--- Desafío 1 ---
En la columna sobre el pícaro argentino, ¿qué personaje aparece como ejemplo mayor de esa figura popular?
--- Desafío 2 ---
Reproduce sin cambios el pasaje de la columna sobre el pícaro argentino que se abre con las palabras que contienen "Todavía no tenemos" y se cierra con "inventado entre todos.".
--- Desafío 3 ---
Sigue escribiendo la columna sobre el pícaro argentino desde el punto en que termina.

--- Artículo ---
EL PAíS • SUBNOTA › OPINIóN
› Por Horacio González *
Todos los pueblos han forjado un personaje picaresco, aprovechador y simpáticamente precario. Contrafigura del arquetipo culto, ese personaje venía de abajo, revestía forma popular y áspera sabiduría. Nos aliviaba del peso de la ley y de la solemnidad vacía. El viejo Vizcacha sirve de ejemplo mayor. Pero con los barrabravas omnipresentes, quizá se ha agotado el ciclo del pícaro argentino, que también era un ser doliente. ¿Qué comienza? ¿La era de personajes desprendidos del pueblo, de él surgidos, piedra en mano, cascoteando bolivianos, castigando paraguayos?
Todavía no tenemos nombre para ellos, por si estuvieran lamentablemente destinados a convertirse en representativos de una época, de un modo de ser. Es que no son señoritos, de aquellos que reclutaba Manuel Carlés, ni engominados tacuaristas, antes que a este grupo lo devorase también la espiral revolucionaria que provenía de antiguos textos nacionales. Son una parte ejecutora de algo que hay que desentrañar mejor. Escuchémoslos. Mientras embisten, hablan una reconocible lengua popular que hemos inventado entre todos.
Violentos de pacotilla, apretadores de morondanga, enjambre de voces por la radio, ensordecedor tejido de imprecaciones, son las milicias de estación. Corren airadamente frente a las cámaras, saben que la televisión tiene ese casillero a ser llenado. Torso desnudo, bermudas displicentes, barriguditos en sórdidas chancletas, se dan el lujo de ser fotografiados con pistolas de juguete, porque aunque no lo fueran, sólo por decirlo, este tiempo parece que se presenta como un juego. Pero cruel. Por fin llegó la hora de decirlo. ¿Habrá una suspensión cultural en la vida argentina regida por la cerrazón mental, el segregacionismo anidando en un lenguaje barrial, suburbano, como si hubiera una juglaresca racista para el piberío del barrio?
Escuchando a la señora de la casita de la esquina decir que si es así, entonces ella va a ocupar la Plaza Irlanda o el Parque Tres de Febrero, uno se siente un poco menos argentino. Viendo por televisión a esa chica de buen semblante, con anteojitos modernos y muy aplomada decir que ella se ve invadida, entonces uno se siente un poco menos argentino. En el trabajo, sube alguien al ascensor que hace saber que está harto de esos bolitas, parásitos, mientras que él... Y allí somos menos argentinos. Viajando en taxi, que es subirse a una embarazosa radio prendida, uno escucha que esa mamá vive a veinte dificultosas cuadras del subte, compró la casa con el esfuerzo de años y no puede tolerar a los recién llegados que lo quieren todo de arriba. Y entonces uno se siente también un poco menos argentino. Esa muchedumbre de voces, móviles y movileras, pueden mover los secretos profundos de una sociedad aturdida.

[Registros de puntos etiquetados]
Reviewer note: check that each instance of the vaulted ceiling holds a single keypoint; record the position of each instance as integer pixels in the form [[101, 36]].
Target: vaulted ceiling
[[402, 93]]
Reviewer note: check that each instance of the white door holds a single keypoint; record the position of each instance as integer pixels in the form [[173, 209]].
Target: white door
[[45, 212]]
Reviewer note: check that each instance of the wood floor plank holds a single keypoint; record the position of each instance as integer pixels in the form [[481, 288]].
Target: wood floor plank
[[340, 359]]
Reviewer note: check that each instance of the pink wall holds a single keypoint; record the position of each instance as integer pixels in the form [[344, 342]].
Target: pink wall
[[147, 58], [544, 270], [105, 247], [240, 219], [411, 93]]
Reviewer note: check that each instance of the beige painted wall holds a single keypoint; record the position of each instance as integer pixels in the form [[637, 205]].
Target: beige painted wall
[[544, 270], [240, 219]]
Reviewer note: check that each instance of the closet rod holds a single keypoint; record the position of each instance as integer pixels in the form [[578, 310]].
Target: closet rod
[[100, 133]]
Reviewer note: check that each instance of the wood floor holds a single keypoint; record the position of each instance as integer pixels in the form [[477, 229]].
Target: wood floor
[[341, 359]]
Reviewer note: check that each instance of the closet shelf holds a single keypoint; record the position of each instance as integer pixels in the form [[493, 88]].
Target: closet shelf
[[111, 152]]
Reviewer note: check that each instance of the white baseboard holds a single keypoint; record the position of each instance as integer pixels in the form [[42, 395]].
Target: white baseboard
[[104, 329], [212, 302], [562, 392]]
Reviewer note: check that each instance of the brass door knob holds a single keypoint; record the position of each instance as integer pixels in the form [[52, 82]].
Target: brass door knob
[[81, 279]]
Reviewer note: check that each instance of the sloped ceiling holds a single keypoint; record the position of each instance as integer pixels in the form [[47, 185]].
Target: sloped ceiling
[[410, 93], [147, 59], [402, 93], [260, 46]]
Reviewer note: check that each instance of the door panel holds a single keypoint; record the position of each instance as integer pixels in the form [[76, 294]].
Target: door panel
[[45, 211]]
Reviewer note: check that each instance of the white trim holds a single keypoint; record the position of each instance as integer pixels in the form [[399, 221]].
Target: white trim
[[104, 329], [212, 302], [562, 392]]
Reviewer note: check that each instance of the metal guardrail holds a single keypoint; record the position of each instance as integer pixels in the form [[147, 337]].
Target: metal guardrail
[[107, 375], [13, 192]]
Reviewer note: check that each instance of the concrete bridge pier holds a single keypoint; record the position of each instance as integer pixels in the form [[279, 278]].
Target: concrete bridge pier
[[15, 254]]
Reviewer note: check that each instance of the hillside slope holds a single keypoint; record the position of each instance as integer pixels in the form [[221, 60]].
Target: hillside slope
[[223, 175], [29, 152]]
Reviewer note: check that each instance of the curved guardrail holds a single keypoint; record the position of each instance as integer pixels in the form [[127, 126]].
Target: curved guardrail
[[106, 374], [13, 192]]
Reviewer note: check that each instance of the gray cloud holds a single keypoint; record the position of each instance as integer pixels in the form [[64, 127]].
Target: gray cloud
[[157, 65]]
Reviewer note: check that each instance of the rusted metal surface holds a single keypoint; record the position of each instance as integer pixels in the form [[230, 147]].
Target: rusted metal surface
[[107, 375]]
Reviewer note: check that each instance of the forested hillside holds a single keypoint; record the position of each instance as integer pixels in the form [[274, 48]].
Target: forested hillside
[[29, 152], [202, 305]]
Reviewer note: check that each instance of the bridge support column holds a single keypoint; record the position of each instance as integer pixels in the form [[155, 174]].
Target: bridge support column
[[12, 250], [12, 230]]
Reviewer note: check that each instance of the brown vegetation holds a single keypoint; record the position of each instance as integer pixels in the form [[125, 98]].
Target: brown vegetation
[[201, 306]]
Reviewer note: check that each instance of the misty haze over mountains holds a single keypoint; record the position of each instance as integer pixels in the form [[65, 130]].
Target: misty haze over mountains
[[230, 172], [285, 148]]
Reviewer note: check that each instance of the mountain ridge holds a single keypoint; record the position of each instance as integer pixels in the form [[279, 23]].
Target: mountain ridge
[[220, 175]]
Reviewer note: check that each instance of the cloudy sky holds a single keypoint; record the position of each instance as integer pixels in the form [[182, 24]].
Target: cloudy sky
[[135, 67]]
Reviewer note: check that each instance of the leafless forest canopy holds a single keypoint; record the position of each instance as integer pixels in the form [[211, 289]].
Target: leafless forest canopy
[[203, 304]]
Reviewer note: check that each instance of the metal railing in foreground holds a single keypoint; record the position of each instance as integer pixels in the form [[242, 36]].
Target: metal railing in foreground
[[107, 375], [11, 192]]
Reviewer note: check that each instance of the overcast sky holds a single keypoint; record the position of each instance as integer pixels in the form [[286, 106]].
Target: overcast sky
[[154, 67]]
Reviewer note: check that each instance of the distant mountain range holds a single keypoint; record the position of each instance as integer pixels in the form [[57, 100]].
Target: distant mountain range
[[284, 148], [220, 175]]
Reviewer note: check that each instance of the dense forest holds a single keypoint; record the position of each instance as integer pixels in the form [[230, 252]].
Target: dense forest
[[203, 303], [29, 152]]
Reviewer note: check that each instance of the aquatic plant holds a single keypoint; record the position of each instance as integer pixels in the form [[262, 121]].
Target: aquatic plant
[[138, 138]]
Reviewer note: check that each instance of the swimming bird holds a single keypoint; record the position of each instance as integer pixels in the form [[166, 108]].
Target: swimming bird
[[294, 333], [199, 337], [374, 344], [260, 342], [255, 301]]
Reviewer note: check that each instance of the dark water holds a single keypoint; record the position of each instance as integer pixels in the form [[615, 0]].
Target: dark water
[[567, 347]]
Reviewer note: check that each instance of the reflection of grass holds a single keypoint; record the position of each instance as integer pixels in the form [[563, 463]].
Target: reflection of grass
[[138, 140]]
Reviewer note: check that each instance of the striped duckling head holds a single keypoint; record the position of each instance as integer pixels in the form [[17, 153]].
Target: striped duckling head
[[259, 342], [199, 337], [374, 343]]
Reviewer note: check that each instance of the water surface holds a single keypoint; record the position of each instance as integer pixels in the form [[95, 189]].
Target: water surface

--- Resultado del ejercicio 1 ---
El viejo Vizcacha.

--- Resultado del ejercicio 2 ---
Todavía no tenemos nombre para ellos, por si estuvieran lamentablemente destinados a convertirse en representativos de una época, de un modo de ser. Es que no son señoritos, de aquellos que reclutaba Manuel Carlés, ni engominados tacuaristas, antes que a este grupo lo devorase también la espiral revolucionaria que provenía de antiguos textos nacionales. Son una parte ejecutora de algo que hay que desentrañar mejor. Escuchémoslos. Mientras embisten, hablan una reconocible lengua popular que hemos inventado entre todos.

--- Resultado del ejercicio 3 ---
Digo “menos argentino” no porque sepamos qué cosa significaría serlo en un sentido completo, en un para siempre jamás. De alguna manera siempre se es “menos” respecto de algo que suponemos ser, porque lo que resta sin definir es la utopía sobre la cual siempre discutimos. Pero ahora toda una sociedad corre el riesgo de rellenar sin utopía posible ese segmento faltante –que es lo que nos hace libres– con un “discurso argentino”. Que está equivocado, y que algo o que mucho nos sustrae. Por fin se habría hallado el complemento, un sordo desdén hacia otros pueblos que habitan entre nosotros, que a veces se torna grito o disparo fatal de una oscura lucha armada. Y casi siempre, a través de un uso degradado del lenguaje nacional. Habla una mujer boliviana, ocupante de tierras. Voz nítida, gran empleo de términos inhabituales, serenidad en la expresión, conciencia de derechos, lo que casi siempre da una lengua rica y suave. Castellano atesorado en el ánfora de los pueblos. Habla un “vecino”. Voz tosca, amenazante, airada, vocablos tarambanas, el habla del jactancioso que al perder el control de sí, nos devuelve el espejo de nuestra propia lengua argentina corroída.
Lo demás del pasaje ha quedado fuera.